— Task 1 —
In the ESSENCE excerpt, what is Intellectual Disability otherwise known as in Europe?
— Task 2 —
According to the ESSENCE excerpt, why is the idea of divergent yet overlapping phenotypes appealing? Answer in one to three sentences.
— Task 3 —
Transcribe the ESSENCE excerpt from "Gillberg posits that, while" to "Language Impairment (SLI)".

Gillberg posits that, while it’s difficult to accurately diagnose a child in the early years of life who comes to a diagnostician’s attention with deficits in any of the above categories, and these difficulties are not specific to ESSENCE alone, they nevertheless may be reliable early markers for later development and diagnosis of any of the following related conditions:

  • Autism
  • ADHD
  • Oppositional Defiant Disorder (ODD)
  • Specific Language Impairment (SLI)
  • Intellectual Disability (mental retardation, otherwise known as “learning disability” in Europe)
  • Nonverbal Learning Disability
  • Tourette’s Syndrome/Tic Disorders
  • Bipolar Disorder
  • Genetic Syndromes (otherwise known as “Behavioural Phenotype Syndromes”)
  • Rare Epilepsy Syndromes
  • Reactive Attachment Disorder

I would imagine, though it’s not listed, it could also include other specific learning disabilities, such as dyslexia and dyscalculia.

What Gillberg suggests is that many of these conditions may exhibit similar and overlapping symptoms early on such that when a child is 3-5 years of age, it might not be possible to predict the diagnostic outcome, only that the individual will likely develop symptoms of any number of these inter-related conditions. For instance, a child at age 3 may exhibit symptoms of specific language impairment, but by adolescence and adulthood present as full-fledged ADHD inattentive type with combined Generalized Anxiety Disorder. Or consider the child at age 4 who fulfills the criteria for autism yet by adolescence may lose the label yet attain diagnoses of OCD, Tourette’s, and ADHD. The point being that the semantic divisions we’ve created in order to diagnose, treat, and better understand these conditions may not accurately reflect the hodge podge of traits that typically occurs in real life across individuals and across a single lifetime.

The idea that these may often be divergent yet overlapping phenotypes, each sharing a similar theme, is appealing considering the extensive genetic overlap scientists are noting amongst these “separate” conditions. If genetic and environmental risk factors are similar, maybe that’s a good indication that what we’re looking at aren’t actually individual “disorders” but different faces to a single die. That doesn’t mean that they share identical etiologies; in fact, the greatest divergence in “cause” may lie at the molecular level (more on this later). However, different effects may funnel into just a handful of phenotypes, and these are the neurodevelopmental conditions with which we’re so familiar today.

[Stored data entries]

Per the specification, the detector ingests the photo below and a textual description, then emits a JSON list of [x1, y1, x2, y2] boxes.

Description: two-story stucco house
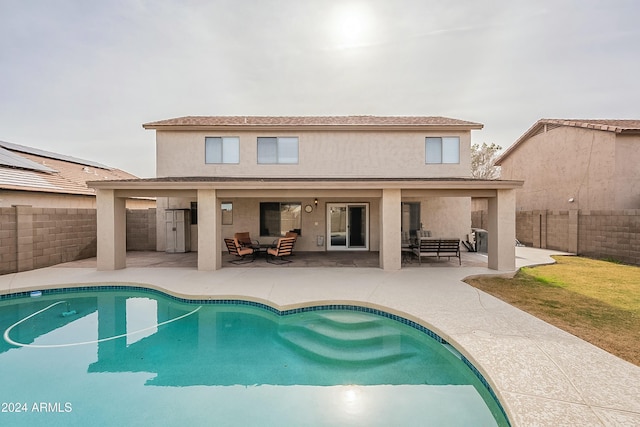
[[93, 116, 522, 270]]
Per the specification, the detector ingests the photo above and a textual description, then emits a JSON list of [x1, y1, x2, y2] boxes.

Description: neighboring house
[[0, 141, 156, 274], [0, 141, 149, 208], [90, 116, 522, 270], [496, 119, 640, 263]]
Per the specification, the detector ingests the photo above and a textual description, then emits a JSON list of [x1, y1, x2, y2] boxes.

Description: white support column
[[96, 189, 127, 270], [487, 190, 516, 271], [380, 189, 402, 270], [198, 190, 222, 271]]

— Answer 1 —
It is otherwise known as "learning disability" in Europe.

— Answer 2 —
The idea is appealing because scientists are noting extensive genetic overlap among these "separate" conditions. If genetic and environmental risk factors are similar, that may indicate the conditions are not individual "disorders" but different faces of a single die.

— Answer 3 —
Gillberg posits that, while it’s difficult to accurately diagnose a child in the early years of life who comes to a diagnostician’s attention with deficits in any of the above categories, and these difficulties are not specific to ESSENCE alone, they nevertheless may be reliable early markers for later development and diagnosis of any of the following related conditions:

  • Autism
  • ADHD
  • Oppositional Defiant Disorder (ODD)
  • Specific Language Impairment (SLI)